[Entries drawn from a dataset]

§

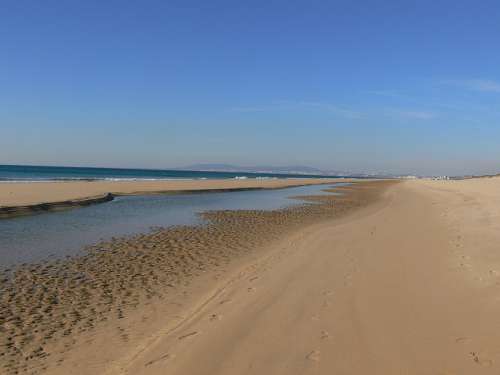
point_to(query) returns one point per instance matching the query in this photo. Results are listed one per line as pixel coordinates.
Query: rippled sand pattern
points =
(57, 300)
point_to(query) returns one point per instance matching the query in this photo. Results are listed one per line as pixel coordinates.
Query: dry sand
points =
(47, 310)
(408, 286)
(24, 194)
(406, 283)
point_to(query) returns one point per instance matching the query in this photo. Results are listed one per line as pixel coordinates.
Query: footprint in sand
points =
(313, 356)
(188, 335)
(215, 317)
(163, 357)
(485, 362)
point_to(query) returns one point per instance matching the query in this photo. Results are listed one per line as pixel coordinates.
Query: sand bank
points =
(128, 289)
(410, 286)
(406, 285)
(30, 197)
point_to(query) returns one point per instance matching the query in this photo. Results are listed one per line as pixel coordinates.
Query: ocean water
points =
(54, 235)
(38, 173)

§

▶ [Your objective]
Give back all of the material above word for word, leaving out the pictures.

▶ [Solution to the problem]
point_to(query) returns one point per instance matching the query in this photo. Results are listed one per line as pixel coordinates.
Query: rippled sand pattern
points =
(57, 300)
point_to(query) returns one point per instance matching the query in this photo. Results are listed one per line as pixel coordinates.
Query: dry sand
points =
(47, 310)
(408, 286)
(24, 194)
(406, 283)
point_to(query) returns one point per instance matching the query in this photo. Results are listed one per line as pixel coordinates.
Query: footprint in sand
points =
(313, 356)
(188, 335)
(215, 317)
(163, 357)
(485, 362)
point_to(query) returns one point per instance matching the query in this photo. Results are listed one per line as pixel coordinates.
Query: sand bank
points =
(128, 289)
(410, 286)
(406, 285)
(30, 197)
point_to(query) returns one point per instance matching the query in this photo. Results are listed one per line as pixel coordinates.
Query: ocean water
points =
(54, 235)
(38, 173)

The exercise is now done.